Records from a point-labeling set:
* * * *

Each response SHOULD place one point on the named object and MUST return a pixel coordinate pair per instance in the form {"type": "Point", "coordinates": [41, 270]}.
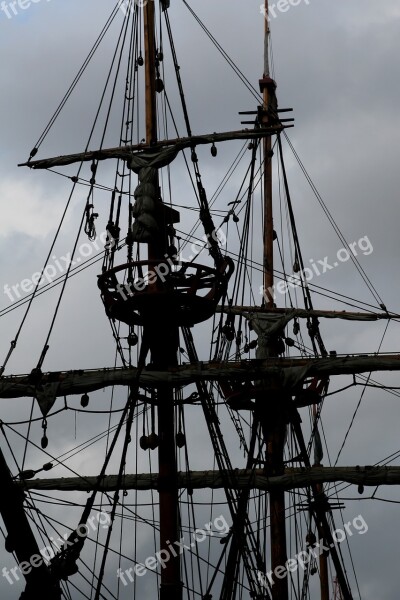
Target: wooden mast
{"type": "Point", "coordinates": [163, 354]}
{"type": "Point", "coordinates": [274, 434]}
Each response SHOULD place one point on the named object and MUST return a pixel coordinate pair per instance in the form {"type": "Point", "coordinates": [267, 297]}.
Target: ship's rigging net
{"type": "Point", "coordinates": [218, 425]}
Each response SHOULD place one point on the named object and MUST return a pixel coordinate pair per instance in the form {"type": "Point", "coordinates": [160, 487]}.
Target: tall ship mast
{"type": "Point", "coordinates": [201, 468]}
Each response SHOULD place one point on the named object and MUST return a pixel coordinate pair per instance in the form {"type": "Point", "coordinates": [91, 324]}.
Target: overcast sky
{"type": "Point", "coordinates": [336, 65]}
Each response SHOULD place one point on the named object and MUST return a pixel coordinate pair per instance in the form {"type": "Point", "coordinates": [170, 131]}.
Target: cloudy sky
{"type": "Point", "coordinates": [336, 65]}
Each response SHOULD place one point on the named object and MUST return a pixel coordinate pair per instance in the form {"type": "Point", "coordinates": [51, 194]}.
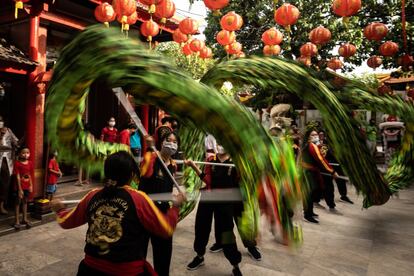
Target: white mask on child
{"type": "Point", "coordinates": [315, 140]}
{"type": "Point", "coordinates": [169, 148]}
{"type": "Point", "coordinates": [221, 150]}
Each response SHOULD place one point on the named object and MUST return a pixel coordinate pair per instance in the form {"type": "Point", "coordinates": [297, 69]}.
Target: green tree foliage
{"type": "Point", "coordinates": [193, 65]}
{"type": "Point", "coordinates": [258, 16]}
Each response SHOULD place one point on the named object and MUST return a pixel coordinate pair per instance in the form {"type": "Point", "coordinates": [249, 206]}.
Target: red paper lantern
{"type": "Point", "coordinates": [272, 37]}
{"type": "Point", "coordinates": [389, 49]}
{"type": "Point", "coordinates": [216, 5]}
{"type": "Point", "coordinates": [105, 13]}
{"type": "Point", "coordinates": [304, 60]}
{"type": "Point", "coordinates": [187, 50]}
{"type": "Point", "coordinates": [309, 50]}
{"type": "Point", "coordinates": [124, 8]}
{"type": "Point", "coordinates": [346, 8]}
{"type": "Point", "coordinates": [234, 48]}
{"type": "Point", "coordinates": [375, 31]}
{"type": "Point", "coordinates": [225, 37]}
{"type": "Point", "coordinates": [164, 10]}
{"type": "Point", "coordinates": [271, 50]}
{"type": "Point", "coordinates": [347, 50]}
{"type": "Point", "coordinates": [240, 55]}
{"type": "Point", "coordinates": [320, 35]}
{"type": "Point", "coordinates": [406, 61]}
{"type": "Point", "coordinates": [206, 52]}
{"type": "Point", "coordinates": [196, 45]}
{"type": "Point", "coordinates": [179, 37]}
{"type": "Point", "coordinates": [188, 26]}
{"type": "Point", "coordinates": [286, 15]}
{"type": "Point", "coordinates": [151, 4]}
{"type": "Point", "coordinates": [231, 22]}
{"type": "Point", "coordinates": [149, 29]}
{"type": "Point", "coordinates": [131, 20]}
{"type": "Point", "coordinates": [335, 64]}
{"type": "Point", "coordinates": [18, 6]}
{"type": "Point", "coordinates": [374, 62]}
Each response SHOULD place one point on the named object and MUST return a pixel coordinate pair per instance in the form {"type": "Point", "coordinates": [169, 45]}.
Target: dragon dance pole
{"type": "Point", "coordinates": [120, 94]}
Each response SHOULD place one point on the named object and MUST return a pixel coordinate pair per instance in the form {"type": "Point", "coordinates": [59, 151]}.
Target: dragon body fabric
{"type": "Point", "coordinates": [101, 53]}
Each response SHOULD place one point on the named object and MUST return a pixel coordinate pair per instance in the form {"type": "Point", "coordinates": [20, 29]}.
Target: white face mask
{"type": "Point", "coordinates": [315, 140]}
{"type": "Point", "coordinates": [221, 150]}
{"type": "Point", "coordinates": [169, 148]}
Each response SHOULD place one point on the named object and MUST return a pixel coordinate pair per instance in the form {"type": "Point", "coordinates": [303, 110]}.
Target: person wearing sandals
{"type": "Point", "coordinates": [23, 172]}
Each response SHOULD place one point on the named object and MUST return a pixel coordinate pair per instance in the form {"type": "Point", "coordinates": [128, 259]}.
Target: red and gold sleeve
{"type": "Point", "coordinates": [155, 221]}
{"type": "Point", "coordinates": [72, 218]}
{"type": "Point", "coordinates": [322, 162]}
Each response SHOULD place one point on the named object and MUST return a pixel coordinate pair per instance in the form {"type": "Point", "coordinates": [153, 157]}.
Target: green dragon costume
{"type": "Point", "coordinates": [101, 53]}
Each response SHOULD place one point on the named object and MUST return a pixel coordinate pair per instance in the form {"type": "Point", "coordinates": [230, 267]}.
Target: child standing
{"type": "Point", "coordinates": [53, 174]}
{"type": "Point", "coordinates": [23, 171]}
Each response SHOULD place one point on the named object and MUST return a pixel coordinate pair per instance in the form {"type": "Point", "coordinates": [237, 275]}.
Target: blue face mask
{"type": "Point", "coordinates": [315, 140]}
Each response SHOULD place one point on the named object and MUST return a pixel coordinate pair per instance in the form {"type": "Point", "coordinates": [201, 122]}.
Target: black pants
{"type": "Point", "coordinates": [224, 219]}
{"type": "Point", "coordinates": [4, 180]}
{"type": "Point", "coordinates": [341, 183]}
{"type": "Point", "coordinates": [328, 191]}
{"type": "Point", "coordinates": [161, 255]}
{"type": "Point", "coordinates": [85, 270]}
{"type": "Point", "coordinates": [161, 248]}
{"type": "Point", "coordinates": [313, 195]}
{"type": "Point", "coordinates": [237, 213]}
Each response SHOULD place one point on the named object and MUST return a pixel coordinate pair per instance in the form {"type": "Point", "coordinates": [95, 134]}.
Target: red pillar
{"type": "Point", "coordinates": [35, 102]}
{"type": "Point", "coordinates": [145, 117]}
{"type": "Point", "coordinates": [145, 123]}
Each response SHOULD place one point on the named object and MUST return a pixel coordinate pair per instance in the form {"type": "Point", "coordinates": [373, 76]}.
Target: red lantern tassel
{"type": "Point", "coordinates": [17, 6]}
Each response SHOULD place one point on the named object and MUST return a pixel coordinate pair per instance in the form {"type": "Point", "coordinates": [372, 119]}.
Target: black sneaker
{"type": "Point", "coordinates": [216, 248]}
{"type": "Point", "coordinates": [346, 199]}
{"type": "Point", "coordinates": [311, 219]}
{"type": "Point", "coordinates": [195, 263]}
{"type": "Point", "coordinates": [236, 271]}
{"type": "Point", "coordinates": [254, 253]}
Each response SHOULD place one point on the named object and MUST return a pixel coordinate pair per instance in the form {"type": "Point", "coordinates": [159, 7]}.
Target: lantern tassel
{"type": "Point", "coordinates": [17, 6]}
{"type": "Point", "coordinates": [345, 20]}
{"type": "Point", "coordinates": [152, 9]}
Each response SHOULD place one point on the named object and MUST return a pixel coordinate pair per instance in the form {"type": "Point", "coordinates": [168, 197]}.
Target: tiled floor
{"type": "Point", "coordinates": [377, 241]}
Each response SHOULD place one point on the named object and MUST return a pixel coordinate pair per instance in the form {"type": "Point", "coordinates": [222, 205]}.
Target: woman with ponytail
{"type": "Point", "coordinates": [120, 222]}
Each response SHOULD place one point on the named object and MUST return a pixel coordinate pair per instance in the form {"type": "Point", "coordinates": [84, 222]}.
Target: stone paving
{"type": "Point", "coordinates": [377, 241]}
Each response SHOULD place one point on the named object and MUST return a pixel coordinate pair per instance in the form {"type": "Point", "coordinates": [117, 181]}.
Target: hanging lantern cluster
{"type": "Point", "coordinates": [123, 9]}
{"type": "Point", "coordinates": [335, 64]}
{"type": "Point", "coordinates": [347, 50]}
{"type": "Point", "coordinates": [377, 31]}
{"type": "Point", "coordinates": [18, 5]}
{"type": "Point", "coordinates": [105, 13]}
{"type": "Point", "coordinates": [272, 38]}
{"type": "Point", "coordinates": [346, 8]}
{"type": "Point", "coordinates": [286, 16]}
{"type": "Point", "coordinates": [151, 4]}
{"type": "Point", "coordinates": [165, 10]}
{"type": "Point", "coordinates": [182, 36]}
{"type": "Point", "coordinates": [320, 36]}
{"type": "Point", "coordinates": [216, 5]}
{"type": "Point", "coordinates": [374, 62]}
{"type": "Point", "coordinates": [230, 23]}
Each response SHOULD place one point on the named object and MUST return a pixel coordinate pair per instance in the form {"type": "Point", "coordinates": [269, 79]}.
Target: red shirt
{"type": "Point", "coordinates": [25, 171]}
{"type": "Point", "coordinates": [51, 176]}
{"type": "Point", "coordinates": [109, 135]}
{"type": "Point", "coordinates": [124, 137]}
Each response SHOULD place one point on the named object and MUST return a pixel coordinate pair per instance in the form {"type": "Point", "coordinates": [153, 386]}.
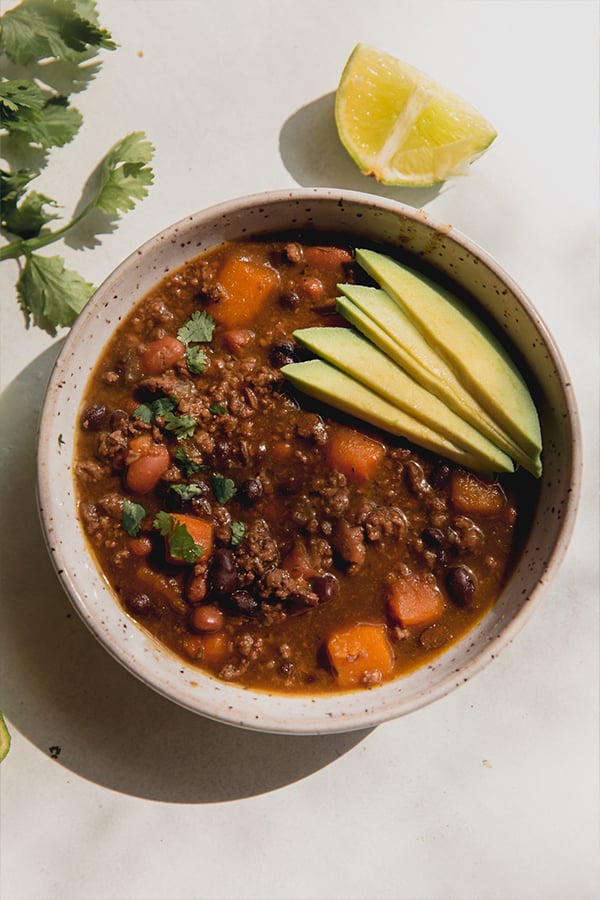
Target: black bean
{"type": "Point", "coordinates": [250, 491]}
{"type": "Point", "coordinates": [282, 354]}
{"type": "Point", "coordinates": [434, 538]}
{"type": "Point", "coordinates": [290, 300]}
{"type": "Point", "coordinates": [243, 601]}
{"type": "Point", "coordinates": [93, 417]}
{"type": "Point", "coordinates": [139, 604]}
{"type": "Point", "coordinates": [460, 583]}
{"type": "Point", "coordinates": [223, 453]}
{"type": "Point", "coordinates": [223, 571]}
{"type": "Point", "coordinates": [326, 586]}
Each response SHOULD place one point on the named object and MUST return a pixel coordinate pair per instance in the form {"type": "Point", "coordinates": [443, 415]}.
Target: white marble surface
{"type": "Point", "coordinates": [111, 792]}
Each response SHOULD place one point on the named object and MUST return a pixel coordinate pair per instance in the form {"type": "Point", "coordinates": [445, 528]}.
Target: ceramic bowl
{"type": "Point", "coordinates": [363, 216]}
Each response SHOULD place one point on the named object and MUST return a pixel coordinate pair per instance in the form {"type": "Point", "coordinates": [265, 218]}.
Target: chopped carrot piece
{"type": "Point", "coordinates": [414, 601]}
{"type": "Point", "coordinates": [360, 654]}
{"type": "Point", "coordinates": [473, 496]}
{"type": "Point", "coordinates": [199, 530]}
{"type": "Point", "coordinates": [354, 454]}
{"type": "Point", "coordinates": [247, 286]}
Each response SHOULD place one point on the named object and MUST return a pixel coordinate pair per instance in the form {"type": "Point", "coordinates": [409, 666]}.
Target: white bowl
{"type": "Point", "coordinates": [363, 216]}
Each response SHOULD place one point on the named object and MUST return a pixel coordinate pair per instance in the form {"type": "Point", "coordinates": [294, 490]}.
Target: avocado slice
{"type": "Point", "coordinates": [479, 360]}
{"type": "Point", "coordinates": [358, 357]}
{"type": "Point", "coordinates": [376, 315]}
{"type": "Point", "coordinates": [323, 381]}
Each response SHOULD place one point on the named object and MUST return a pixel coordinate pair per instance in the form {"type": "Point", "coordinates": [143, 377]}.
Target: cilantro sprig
{"type": "Point", "coordinates": [42, 43]}
{"type": "Point", "coordinates": [198, 329]}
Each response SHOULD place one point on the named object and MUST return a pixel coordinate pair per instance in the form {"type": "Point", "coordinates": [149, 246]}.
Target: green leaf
{"type": "Point", "coordinates": [133, 516]}
{"type": "Point", "coordinates": [198, 329]}
{"type": "Point", "coordinates": [52, 295]}
{"type": "Point", "coordinates": [181, 426]}
{"type": "Point", "coordinates": [181, 544]}
{"type": "Point", "coordinates": [124, 174]}
{"type": "Point", "coordinates": [238, 531]}
{"type": "Point", "coordinates": [196, 360]}
{"type": "Point", "coordinates": [223, 488]}
{"type": "Point", "coordinates": [65, 29]}
{"type": "Point", "coordinates": [29, 217]}
{"type": "Point", "coordinates": [17, 95]}
{"type": "Point", "coordinates": [13, 184]}
{"type": "Point", "coordinates": [187, 491]}
{"type": "Point", "coordinates": [185, 464]}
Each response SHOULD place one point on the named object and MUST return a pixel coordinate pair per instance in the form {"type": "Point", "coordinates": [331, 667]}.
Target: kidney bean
{"type": "Point", "coordinates": [250, 491]}
{"type": "Point", "coordinates": [161, 354]}
{"type": "Point", "coordinates": [207, 619]}
{"type": "Point", "coordinates": [196, 589]}
{"type": "Point", "coordinates": [223, 571]}
{"type": "Point", "coordinates": [93, 417]}
{"type": "Point", "coordinates": [139, 604]}
{"type": "Point", "coordinates": [460, 583]}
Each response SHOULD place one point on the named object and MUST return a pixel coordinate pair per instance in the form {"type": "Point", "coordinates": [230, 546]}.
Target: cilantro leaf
{"type": "Point", "coordinates": [238, 531]}
{"type": "Point", "coordinates": [29, 217]}
{"type": "Point", "coordinates": [223, 488]}
{"type": "Point", "coordinates": [188, 491]}
{"type": "Point", "coordinates": [185, 464]}
{"type": "Point", "coordinates": [181, 426]}
{"type": "Point", "coordinates": [124, 174]}
{"type": "Point", "coordinates": [38, 29]}
{"type": "Point", "coordinates": [196, 360]}
{"type": "Point", "coordinates": [198, 329]}
{"type": "Point", "coordinates": [50, 294]}
{"type": "Point", "coordinates": [133, 516]}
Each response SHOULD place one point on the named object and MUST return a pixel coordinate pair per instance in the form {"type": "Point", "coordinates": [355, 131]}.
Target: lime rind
{"type": "Point", "coordinates": [402, 127]}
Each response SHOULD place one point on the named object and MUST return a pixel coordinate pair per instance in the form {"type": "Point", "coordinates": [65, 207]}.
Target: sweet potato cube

* * * *

Do this:
Locate every line in the material above that contains the word "green", and copy each of those lines in full.

Right answer:
Target: green tree foliage
Target: green dragon costume
Target: green leaf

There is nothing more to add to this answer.